* Your task *
Filter out all lines without the word "exact" from the data below, please, and copy the rest.

*** Given entries

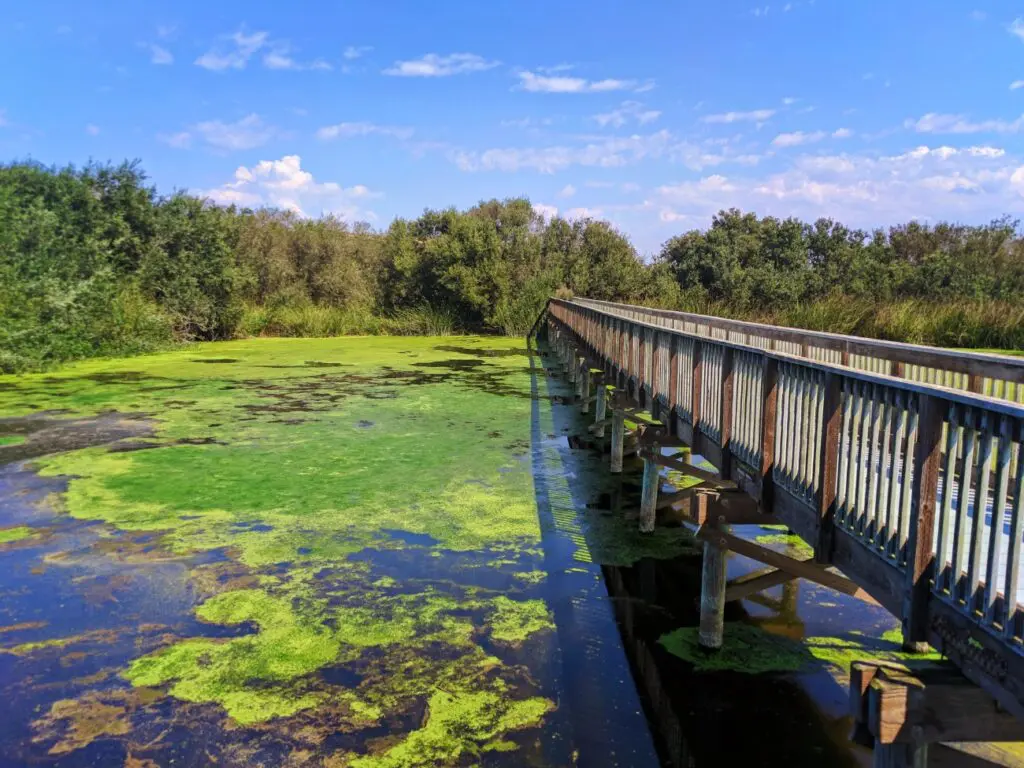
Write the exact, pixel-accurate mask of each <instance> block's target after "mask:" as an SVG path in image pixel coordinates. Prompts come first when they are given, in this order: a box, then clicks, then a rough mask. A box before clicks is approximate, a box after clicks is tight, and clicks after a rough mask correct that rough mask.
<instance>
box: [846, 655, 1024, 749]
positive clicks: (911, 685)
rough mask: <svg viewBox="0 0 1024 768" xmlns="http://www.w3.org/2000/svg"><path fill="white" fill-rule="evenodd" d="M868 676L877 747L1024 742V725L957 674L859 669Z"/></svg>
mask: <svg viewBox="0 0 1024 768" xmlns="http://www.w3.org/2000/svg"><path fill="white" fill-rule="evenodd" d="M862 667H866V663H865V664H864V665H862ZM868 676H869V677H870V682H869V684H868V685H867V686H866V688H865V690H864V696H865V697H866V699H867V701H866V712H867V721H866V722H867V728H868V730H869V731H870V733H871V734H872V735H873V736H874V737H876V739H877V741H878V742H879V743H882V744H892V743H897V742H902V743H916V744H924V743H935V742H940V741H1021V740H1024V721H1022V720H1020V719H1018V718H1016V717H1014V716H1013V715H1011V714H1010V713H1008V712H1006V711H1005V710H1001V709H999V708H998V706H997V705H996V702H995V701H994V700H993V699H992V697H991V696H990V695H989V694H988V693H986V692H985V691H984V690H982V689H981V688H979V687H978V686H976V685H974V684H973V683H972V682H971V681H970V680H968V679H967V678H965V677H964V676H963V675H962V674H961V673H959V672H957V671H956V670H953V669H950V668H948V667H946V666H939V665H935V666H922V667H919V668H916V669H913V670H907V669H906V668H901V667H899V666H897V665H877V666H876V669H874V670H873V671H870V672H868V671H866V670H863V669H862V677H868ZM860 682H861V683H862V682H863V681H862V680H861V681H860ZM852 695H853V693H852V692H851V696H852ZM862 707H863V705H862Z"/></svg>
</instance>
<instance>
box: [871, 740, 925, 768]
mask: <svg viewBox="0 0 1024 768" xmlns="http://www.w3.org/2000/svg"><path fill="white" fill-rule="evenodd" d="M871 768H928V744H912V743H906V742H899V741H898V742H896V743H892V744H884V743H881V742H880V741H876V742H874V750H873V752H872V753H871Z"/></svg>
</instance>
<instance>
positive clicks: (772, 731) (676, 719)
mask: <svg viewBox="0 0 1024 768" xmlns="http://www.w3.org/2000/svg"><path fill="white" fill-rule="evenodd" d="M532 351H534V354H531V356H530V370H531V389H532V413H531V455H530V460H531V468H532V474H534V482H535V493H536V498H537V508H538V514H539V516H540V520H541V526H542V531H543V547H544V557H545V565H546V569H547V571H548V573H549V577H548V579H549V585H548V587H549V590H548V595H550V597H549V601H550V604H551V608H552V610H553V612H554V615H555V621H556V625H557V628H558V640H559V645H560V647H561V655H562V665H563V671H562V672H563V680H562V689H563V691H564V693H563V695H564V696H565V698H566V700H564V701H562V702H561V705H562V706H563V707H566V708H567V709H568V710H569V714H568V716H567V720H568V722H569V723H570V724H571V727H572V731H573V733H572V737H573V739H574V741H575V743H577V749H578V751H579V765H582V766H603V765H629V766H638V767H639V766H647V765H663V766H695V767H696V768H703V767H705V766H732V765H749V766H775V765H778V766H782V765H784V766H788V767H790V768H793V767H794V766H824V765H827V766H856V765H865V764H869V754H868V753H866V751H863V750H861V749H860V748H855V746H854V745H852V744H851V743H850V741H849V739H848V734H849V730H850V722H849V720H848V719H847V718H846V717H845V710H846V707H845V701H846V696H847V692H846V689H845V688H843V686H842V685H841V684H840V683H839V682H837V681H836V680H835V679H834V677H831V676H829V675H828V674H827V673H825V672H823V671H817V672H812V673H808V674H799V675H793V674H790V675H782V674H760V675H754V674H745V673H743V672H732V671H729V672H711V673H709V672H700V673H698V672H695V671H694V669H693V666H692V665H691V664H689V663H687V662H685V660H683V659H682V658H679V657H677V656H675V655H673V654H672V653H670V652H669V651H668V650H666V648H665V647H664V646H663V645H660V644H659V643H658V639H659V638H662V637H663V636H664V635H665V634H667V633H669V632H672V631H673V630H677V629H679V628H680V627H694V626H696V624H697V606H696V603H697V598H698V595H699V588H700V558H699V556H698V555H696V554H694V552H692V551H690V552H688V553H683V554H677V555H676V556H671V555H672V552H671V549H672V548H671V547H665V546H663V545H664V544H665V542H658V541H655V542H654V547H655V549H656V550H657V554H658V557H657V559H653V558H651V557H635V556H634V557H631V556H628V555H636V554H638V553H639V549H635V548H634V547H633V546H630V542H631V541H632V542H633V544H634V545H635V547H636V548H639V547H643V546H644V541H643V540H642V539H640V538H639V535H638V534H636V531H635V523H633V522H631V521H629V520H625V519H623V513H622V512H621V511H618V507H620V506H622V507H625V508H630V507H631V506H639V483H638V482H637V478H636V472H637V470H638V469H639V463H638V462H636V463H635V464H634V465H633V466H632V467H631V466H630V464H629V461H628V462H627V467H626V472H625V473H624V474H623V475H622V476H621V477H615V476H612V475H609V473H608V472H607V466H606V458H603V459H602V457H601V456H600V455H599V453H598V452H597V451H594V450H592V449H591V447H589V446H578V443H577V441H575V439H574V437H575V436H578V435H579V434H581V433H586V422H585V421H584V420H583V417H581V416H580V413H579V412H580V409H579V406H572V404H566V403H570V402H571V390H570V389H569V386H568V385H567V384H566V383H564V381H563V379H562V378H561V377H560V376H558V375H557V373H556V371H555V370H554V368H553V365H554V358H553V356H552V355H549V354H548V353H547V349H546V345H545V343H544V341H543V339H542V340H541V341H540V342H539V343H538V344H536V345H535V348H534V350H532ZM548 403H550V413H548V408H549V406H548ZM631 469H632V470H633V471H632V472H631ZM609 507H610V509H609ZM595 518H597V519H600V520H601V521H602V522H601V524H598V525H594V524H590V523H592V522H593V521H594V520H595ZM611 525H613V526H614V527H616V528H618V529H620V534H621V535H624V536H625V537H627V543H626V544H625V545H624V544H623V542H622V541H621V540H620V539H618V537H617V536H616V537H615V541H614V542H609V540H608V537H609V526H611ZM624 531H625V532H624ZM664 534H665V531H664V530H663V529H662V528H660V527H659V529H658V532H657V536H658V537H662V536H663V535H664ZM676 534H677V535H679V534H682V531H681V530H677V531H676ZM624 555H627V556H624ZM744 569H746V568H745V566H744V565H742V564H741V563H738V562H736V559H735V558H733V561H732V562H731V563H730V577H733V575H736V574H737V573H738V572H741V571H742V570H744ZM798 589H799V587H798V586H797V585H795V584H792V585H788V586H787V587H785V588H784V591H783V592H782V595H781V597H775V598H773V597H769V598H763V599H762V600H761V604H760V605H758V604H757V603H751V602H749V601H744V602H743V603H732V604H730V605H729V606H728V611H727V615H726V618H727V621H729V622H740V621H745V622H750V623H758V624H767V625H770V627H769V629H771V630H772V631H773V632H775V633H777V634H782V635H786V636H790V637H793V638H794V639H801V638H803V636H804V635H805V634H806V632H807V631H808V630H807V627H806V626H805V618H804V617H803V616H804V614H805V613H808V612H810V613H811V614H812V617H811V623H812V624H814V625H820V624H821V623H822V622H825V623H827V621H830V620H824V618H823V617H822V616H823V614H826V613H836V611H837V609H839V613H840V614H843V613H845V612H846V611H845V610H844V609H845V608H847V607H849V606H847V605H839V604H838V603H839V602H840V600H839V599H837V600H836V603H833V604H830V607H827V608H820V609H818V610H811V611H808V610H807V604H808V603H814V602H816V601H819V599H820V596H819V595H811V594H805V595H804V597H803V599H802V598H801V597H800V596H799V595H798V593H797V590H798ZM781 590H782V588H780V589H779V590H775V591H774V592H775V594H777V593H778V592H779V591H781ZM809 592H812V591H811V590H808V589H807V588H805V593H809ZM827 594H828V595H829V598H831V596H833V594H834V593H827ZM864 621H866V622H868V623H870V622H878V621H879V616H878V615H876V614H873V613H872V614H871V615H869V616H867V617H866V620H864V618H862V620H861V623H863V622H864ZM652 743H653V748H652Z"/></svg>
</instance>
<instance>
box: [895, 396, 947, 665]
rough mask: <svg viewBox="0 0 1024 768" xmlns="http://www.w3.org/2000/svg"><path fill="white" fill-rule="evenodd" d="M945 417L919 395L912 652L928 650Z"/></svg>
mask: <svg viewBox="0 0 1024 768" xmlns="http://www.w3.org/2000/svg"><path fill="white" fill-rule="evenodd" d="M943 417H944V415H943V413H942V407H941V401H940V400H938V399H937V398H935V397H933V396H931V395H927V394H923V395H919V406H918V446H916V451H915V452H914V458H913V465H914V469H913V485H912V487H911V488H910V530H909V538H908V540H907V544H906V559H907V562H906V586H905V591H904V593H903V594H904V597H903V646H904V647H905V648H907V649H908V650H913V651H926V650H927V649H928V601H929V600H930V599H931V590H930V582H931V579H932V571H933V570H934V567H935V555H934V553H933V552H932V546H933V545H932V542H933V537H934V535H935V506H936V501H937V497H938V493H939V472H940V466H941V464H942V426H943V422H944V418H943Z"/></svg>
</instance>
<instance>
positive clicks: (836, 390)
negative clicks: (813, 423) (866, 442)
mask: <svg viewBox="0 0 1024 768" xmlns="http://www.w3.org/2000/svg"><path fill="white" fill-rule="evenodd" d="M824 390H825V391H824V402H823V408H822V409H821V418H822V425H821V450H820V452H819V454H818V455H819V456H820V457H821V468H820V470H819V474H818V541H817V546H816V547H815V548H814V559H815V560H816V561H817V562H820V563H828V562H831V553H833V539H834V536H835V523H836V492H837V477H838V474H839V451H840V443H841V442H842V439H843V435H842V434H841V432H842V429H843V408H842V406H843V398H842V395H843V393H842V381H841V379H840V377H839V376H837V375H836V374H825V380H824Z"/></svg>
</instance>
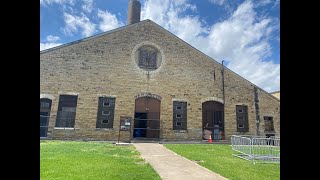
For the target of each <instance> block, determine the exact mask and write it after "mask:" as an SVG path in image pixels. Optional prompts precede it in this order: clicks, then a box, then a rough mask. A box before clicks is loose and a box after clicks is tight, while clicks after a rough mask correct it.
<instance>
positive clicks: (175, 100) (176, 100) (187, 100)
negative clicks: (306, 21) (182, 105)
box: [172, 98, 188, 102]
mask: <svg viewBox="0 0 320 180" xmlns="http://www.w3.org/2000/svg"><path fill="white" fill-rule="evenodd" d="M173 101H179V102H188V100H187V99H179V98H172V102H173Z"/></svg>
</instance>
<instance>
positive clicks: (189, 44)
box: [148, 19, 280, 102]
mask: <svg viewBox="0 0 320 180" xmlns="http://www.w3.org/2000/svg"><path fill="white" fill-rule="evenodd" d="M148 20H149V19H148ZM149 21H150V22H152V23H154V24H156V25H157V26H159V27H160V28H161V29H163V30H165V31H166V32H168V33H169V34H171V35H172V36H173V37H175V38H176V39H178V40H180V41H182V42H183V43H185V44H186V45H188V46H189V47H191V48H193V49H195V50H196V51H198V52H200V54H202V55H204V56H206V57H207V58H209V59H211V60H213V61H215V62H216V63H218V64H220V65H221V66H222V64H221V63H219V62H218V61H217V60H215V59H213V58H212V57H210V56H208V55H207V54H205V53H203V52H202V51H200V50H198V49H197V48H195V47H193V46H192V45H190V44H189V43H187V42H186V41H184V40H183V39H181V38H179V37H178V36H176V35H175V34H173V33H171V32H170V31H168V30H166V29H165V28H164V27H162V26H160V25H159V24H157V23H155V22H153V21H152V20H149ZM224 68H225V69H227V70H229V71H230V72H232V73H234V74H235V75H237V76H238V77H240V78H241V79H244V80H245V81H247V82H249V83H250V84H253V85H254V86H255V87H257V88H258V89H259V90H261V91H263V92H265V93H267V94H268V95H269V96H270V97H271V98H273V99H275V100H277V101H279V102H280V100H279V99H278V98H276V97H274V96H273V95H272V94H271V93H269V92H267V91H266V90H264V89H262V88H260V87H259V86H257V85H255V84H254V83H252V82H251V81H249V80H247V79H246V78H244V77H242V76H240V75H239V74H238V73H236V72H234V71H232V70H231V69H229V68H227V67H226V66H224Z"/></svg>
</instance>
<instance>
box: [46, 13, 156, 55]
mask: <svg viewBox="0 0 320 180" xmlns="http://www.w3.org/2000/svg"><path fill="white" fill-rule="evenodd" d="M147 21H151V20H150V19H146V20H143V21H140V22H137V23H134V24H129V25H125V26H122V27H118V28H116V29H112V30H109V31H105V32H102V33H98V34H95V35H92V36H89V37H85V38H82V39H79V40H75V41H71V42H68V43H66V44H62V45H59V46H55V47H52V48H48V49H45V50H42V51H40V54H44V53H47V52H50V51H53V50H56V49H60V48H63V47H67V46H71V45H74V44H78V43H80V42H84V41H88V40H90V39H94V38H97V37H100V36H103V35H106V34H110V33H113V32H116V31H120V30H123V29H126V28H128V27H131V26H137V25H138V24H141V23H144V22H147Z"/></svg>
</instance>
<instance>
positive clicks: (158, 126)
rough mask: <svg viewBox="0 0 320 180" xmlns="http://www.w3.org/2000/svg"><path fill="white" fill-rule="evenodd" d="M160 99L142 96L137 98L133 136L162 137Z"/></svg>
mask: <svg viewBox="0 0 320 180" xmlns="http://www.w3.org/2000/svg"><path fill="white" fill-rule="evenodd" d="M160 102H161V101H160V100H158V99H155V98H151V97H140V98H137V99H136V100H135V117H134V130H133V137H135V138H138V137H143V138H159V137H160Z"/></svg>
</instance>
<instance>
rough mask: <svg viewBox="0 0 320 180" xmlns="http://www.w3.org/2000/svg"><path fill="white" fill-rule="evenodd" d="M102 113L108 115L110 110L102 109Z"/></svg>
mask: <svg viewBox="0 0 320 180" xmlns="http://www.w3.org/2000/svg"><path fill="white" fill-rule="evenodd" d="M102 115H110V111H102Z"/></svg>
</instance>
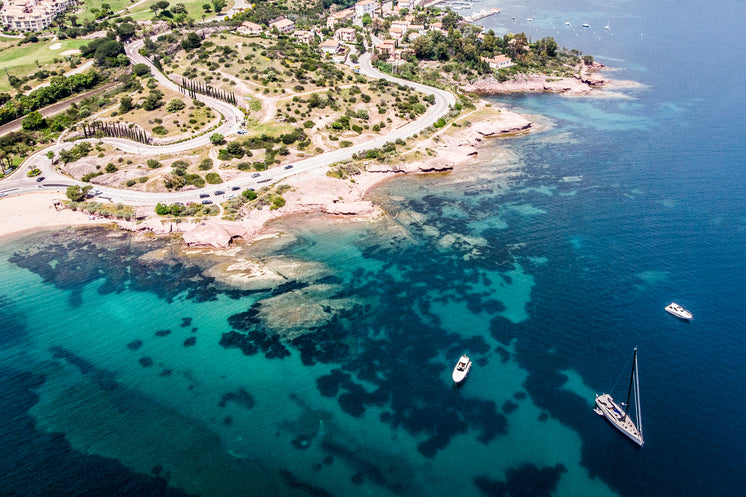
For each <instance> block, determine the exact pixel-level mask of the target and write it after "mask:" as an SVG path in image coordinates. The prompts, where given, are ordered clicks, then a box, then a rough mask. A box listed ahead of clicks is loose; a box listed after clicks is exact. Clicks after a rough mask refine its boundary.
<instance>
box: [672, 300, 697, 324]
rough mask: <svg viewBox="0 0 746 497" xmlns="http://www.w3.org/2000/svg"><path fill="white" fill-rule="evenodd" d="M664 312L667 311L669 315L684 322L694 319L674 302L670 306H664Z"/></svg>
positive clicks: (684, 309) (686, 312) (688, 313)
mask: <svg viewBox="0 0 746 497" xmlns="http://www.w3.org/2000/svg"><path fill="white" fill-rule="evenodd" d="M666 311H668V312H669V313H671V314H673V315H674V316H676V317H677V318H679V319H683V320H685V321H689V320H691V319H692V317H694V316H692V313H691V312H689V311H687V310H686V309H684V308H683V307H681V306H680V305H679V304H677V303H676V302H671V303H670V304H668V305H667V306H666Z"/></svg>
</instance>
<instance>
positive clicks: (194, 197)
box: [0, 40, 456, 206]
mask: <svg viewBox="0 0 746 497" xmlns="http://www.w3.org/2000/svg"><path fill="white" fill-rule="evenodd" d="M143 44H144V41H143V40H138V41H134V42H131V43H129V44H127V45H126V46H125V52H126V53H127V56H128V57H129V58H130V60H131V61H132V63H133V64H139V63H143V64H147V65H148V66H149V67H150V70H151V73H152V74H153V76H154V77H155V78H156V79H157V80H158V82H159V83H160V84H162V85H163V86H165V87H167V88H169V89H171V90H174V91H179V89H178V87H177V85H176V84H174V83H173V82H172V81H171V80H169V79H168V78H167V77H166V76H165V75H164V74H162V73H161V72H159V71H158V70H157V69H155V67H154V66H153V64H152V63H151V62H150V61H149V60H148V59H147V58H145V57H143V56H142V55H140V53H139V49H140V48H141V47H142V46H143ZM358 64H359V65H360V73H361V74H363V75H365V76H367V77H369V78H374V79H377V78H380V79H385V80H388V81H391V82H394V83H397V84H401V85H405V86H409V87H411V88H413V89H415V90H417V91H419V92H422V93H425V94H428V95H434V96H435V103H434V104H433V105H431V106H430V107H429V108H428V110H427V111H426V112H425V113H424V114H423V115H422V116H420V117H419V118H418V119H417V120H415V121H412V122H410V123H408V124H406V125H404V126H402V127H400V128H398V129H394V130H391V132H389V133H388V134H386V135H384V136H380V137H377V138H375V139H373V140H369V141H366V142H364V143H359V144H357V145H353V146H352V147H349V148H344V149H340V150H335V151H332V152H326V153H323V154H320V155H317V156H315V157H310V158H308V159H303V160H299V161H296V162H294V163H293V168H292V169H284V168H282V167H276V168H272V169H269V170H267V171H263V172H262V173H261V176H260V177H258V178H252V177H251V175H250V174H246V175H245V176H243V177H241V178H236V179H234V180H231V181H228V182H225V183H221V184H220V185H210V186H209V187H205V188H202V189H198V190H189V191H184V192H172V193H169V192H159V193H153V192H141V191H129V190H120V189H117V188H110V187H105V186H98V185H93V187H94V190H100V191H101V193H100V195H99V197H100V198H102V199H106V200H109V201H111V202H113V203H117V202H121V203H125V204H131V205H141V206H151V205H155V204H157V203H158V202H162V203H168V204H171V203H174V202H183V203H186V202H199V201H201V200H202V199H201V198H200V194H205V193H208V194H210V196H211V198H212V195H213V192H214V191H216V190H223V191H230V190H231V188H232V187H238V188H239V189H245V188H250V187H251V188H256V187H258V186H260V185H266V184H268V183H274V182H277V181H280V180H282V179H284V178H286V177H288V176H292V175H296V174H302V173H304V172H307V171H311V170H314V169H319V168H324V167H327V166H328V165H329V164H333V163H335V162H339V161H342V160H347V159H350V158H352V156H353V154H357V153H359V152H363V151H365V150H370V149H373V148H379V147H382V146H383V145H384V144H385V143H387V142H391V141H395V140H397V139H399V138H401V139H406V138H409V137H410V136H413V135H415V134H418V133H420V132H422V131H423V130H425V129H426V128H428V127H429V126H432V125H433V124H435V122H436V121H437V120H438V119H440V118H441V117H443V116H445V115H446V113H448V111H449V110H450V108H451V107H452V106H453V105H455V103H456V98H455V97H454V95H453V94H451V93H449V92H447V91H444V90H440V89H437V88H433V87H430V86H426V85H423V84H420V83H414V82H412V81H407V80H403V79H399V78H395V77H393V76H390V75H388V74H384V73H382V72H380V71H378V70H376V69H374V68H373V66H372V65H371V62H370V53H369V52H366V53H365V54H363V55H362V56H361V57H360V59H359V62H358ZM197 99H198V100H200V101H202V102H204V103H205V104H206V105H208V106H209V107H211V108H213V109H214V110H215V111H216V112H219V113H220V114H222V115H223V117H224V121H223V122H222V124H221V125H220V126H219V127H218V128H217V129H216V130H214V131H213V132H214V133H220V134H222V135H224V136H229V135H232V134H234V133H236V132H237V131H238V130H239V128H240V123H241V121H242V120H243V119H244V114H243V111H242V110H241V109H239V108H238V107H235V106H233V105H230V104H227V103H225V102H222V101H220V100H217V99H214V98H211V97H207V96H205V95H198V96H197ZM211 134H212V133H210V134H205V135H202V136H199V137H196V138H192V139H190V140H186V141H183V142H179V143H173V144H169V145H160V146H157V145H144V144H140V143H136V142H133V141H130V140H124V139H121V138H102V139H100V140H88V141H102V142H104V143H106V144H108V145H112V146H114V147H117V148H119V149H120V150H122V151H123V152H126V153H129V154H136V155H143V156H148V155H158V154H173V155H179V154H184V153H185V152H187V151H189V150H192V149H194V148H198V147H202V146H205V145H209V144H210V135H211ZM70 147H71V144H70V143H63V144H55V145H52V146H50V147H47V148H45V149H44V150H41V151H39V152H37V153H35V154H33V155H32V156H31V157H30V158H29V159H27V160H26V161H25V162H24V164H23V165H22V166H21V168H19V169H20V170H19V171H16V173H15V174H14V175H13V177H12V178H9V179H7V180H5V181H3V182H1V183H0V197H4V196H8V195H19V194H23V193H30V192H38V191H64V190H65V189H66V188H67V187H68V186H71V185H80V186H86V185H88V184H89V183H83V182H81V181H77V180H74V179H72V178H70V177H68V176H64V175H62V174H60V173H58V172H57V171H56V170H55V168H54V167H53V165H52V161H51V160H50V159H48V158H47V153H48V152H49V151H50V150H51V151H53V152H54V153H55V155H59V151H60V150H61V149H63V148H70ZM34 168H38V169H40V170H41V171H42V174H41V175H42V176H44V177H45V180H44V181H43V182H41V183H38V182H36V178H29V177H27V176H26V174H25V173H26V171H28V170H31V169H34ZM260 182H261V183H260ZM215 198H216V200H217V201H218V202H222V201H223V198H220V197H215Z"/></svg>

******

* Output of the exercise *
Write the exact, pixel-accurate mask of each <instance> block's target after "mask:" as an SVG path in image pixel coordinates. Prompts come first when they are given, in this order: a box, then clicks, then a rough mask. A box before clicks is approximate, a box after clicks is tight, and clicks after a rough mask correct that rough mask.
For the target of each <instance> block, determine the exact mask and write it after "mask:" as an SVG path in image pixels. Optional prompts precede it in this order: clicks, then a box, then a rough mask. A box before clicks is loose and a box after clicks is tight, while clicks after a rough mask correct it.
For each <instance> block, determine the exact pixel-level mask of the target and write it after "mask:" as an SVG path in image coordinates. The prompts, where given, are ordered clicks, then a box, then a rough mask. A box listed ahead of clicks is loose; a box listed after clicks is exact. Clicks after a rough mask refine its boundary.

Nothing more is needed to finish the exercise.